Directions for this task: Reproduce the entries that follow verbatim, down to the final line.

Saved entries
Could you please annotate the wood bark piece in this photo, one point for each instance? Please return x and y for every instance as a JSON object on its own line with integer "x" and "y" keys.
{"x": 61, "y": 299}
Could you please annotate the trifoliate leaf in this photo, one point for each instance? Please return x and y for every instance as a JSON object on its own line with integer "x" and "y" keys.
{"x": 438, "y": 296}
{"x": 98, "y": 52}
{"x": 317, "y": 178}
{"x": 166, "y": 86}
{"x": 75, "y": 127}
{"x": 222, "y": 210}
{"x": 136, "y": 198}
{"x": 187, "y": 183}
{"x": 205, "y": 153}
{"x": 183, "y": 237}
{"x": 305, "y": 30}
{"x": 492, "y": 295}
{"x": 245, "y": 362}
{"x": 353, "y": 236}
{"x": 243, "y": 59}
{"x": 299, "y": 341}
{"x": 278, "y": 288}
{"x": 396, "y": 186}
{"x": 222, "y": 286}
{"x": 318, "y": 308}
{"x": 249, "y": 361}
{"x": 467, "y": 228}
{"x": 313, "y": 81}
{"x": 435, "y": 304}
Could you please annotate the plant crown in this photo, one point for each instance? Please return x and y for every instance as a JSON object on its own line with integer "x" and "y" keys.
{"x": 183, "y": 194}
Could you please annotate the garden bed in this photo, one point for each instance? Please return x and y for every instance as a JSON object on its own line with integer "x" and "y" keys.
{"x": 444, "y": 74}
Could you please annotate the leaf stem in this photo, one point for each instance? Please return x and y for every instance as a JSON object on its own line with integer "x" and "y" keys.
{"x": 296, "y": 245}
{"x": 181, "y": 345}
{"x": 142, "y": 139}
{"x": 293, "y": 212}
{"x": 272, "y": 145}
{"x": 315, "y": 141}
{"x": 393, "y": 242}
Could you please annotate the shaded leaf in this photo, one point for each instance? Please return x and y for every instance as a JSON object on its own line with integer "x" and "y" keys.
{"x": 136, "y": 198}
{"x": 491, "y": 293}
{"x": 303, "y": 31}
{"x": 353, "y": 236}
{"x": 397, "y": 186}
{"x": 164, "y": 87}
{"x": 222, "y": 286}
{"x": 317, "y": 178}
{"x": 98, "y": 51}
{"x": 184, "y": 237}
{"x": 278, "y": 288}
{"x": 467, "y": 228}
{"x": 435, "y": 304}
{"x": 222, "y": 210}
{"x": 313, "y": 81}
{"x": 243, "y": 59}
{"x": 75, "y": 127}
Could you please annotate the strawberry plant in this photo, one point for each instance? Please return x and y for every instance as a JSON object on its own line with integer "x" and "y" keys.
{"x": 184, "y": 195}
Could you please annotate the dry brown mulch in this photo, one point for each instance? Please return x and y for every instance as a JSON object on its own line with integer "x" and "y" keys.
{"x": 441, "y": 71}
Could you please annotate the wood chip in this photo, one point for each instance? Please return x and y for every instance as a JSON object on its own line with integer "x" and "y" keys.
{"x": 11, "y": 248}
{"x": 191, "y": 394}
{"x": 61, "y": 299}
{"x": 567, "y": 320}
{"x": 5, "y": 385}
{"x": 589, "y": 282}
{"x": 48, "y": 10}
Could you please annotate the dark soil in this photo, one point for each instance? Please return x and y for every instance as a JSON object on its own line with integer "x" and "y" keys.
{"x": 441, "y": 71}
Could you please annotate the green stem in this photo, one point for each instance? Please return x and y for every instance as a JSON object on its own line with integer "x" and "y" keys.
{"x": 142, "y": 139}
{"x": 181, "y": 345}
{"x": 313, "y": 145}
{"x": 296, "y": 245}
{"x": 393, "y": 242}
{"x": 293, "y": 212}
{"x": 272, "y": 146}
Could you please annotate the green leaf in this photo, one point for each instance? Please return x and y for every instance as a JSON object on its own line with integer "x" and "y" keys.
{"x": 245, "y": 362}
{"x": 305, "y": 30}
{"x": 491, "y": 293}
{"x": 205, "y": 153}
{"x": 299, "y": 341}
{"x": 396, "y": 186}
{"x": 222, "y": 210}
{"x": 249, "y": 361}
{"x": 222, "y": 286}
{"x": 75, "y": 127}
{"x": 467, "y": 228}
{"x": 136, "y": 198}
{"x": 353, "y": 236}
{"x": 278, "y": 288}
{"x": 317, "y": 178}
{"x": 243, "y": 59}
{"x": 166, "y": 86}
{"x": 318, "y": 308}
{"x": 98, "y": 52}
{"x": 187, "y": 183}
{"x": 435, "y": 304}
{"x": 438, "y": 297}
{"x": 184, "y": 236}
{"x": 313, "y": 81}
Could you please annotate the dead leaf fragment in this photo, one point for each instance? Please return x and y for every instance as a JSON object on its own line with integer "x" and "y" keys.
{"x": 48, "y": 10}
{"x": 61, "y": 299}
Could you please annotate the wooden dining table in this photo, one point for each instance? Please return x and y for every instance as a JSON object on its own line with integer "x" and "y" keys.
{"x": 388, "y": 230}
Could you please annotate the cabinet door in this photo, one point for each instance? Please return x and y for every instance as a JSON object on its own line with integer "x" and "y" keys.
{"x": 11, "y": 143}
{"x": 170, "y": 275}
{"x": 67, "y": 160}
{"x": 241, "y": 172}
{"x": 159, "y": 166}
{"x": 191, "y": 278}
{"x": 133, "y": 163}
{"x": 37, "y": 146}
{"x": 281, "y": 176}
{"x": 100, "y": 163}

Output below:
Could you please annotate the wood bark piece in this photo, one point for each instance? Please return x and y for every instance as a JSON object on its own line with integer "x" and "y" keys.
{"x": 61, "y": 299}
Could you please annotate the trifoliate leaf in this photo, one point for each instance? Please return x and y for every instance as a JSON object on its own line with integer "x" and "y" keys.
{"x": 438, "y": 296}
{"x": 98, "y": 52}
{"x": 317, "y": 178}
{"x": 166, "y": 86}
{"x": 75, "y": 127}
{"x": 222, "y": 210}
{"x": 136, "y": 198}
{"x": 187, "y": 183}
{"x": 205, "y": 153}
{"x": 183, "y": 237}
{"x": 305, "y": 30}
{"x": 492, "y": 295}
{"x": 245, "y": 362}
{"x": 353, "y": 236}
{"x": 243, "y": 59}
{"x": 299, "y": 341}
{"x": 278, "y": 288}
{"x": 396, "y": 186}
{"x": 222, "y": 286}
{"x": 318, "y": 308}
{"x": 249, "y": 361}
{"x": 467, "y": 228}
{"x": 313, "y": 81}
{"x": 435, "y": 304}
Could you please annotate the plant crown in this photo, one point for each instance? Please return x and y for every instance as a JSON object on its own line with integer "x" and "y" keys.
{"x": 183, "y": 194}
Could you please annotate the garden bed in this photo, one point for each instance? Please return x and y for every instance as a JSON object on its own line with integer "x" and "y" keys.
{"x": 444, "y": 74}
Could you please annotate the leaf stem in this photo, one point for each instance? Please return x and y for every instance as a JSON object on its own line with integer "x" and "y" keys.
{"x": 296, "y": 245}
{"x": 181, "y": 345}
{"x": 142, "y": 139}
{"x": 293, "y": 212}
{"x": 272, "y": 145}
{"x": 315, "y": 141}
{"x": 393, "y": 242}
Could you please annotate the shaded leaf in this photo, one point for each instance? Please return x and y for every instance as a JSON object on its own line with integer "x" and "y" keys.
{"x": 136, "y": 198}
{"x": 491, "y": 293}
{"x": 303, "y": 31}
{"x": 353, "y": 236}
{"x": 397, "y": 186}
{"x": 164, "y": 87}
{"x": 222, "y": 286}
{"x": 317, "y": 178}
{"x": 98, "y": 51}
{"x": 184, "y": 237}
{"x": 278, "y": 288}
{"x": 467, "y": 228}
{"x": 435, "y": 304}
{"x": 222, "y": 210}
{"x": 313, "y": 81}
{"x": 243, "y": 59}
{"x": 75, "y": 127}
Could you please annotate the strawberry plant in this photo, one point for each instance? Please return x and y for every instance as a JSON object on its own line with integer "x" and "y" keys.
{"x": 184, "y": 195}
Could you please annotate the dry brown mulch in this photo, one point for each instance? Please return x and y for every instance as a JSON object on its own line with integer "x" and "y" keys.
{"x": 441, "y": 71}
Could you please annotate the wood chip in this photo, one point for each instance? Please return x and y for every instance as a JSON object on its own line with integer "x" and "y" keys.
{"x": 11, "y": 248}
{"x": 191, "y": 394}
{"x": 61, "y": 299}
{"x": 567, "y": 320}
{"x": 5, "y": 385}
{"x": 589, "y": 282}
{"x": 48, "y": 10}
Could you please annotate the dark soil in this photo, one point for each instance? Please return x and y for every instance as a JSON object on its own line with integer "x" and "y" keys.
{"x": 441, "y": 71}
Could you please annotate the green stem in this photo, one point for each instance? Please return x and y for every instance as a JSON object on its own line with integer "x" and "y" keys.
{"x": 142, "y": 139}
{"x": 181, "y": 345}
{"x": 313, "y": 145}
{"x": 296, "y": 245}
{"x": 393, "y": 242}
{"x": 293, "y": 212}
{"x": 272, "y": 146}
Could you please annotate the green leaf in this photo, one point for each instance? Please return x and y for every instance as a JSON object on its own line with integer "x" and "y" keys.
{"x": 245, "y": 362}
{"x": 305, "y": 30}
{"x": 491, "y": 293}
{"x": 205, "y": 153}
{"x": 299, "y": 341}
{"x": 396, "y": 186}
{"x": 222, "y": 210}
{"x": 249, "y": 361}
{"x": 222, "y": 286}
{"x": 75, "y": 127}
{"x": 467, "y": 228}
{"x": 136, "y": 198}
{"x": 353, "y": 236}
{"x": 278, "y": 288}
{"x": 317, "y": 178}
{"x": 243, "y": 59}
{"x": 166, "y": 86}
{"x": 318, "y": 308}
{"x": 98, "y": 52}
{"x": 187, "y": 183}
{"x": 435, "y": 304}
{"x": 438, "y": 297}
{"x": 184, "y": 236}
{"x": 313, "y": 81}
Could you please annotate the dead leaf fragment in this photo, one point for each instance? Please return x and y for every instance as a JSON object on its own line with integer "x" and "y" keys.
{"x": 48, "y": 10}
{"x": 61, "y": 299}
Could you please annotate the wooden dining table in this photo, one point for each instance? Please return x and y for every instance as a JSON object on its own line with integer "x" and "y" keys.
{"x": 388, "y": 230}
Could you please annotate the cabinet door in this photo, one point for each instance? Please return x and y for every instance as a JSON object on its own line with integer "x" and "y" keys.
{"x": 11, "y": 143}
{"x": 170, "y": 275}
{"x": 67, "y": 160}
{"x": 241, "y": 172}
{"x": 159, "y": 166}
{"x": 191, "y": 278}
{"x": 133, "y": 163}
{"x": 37, "y": 146}
{"x": 281, "y": 176}
{"x": 100, "y": 163}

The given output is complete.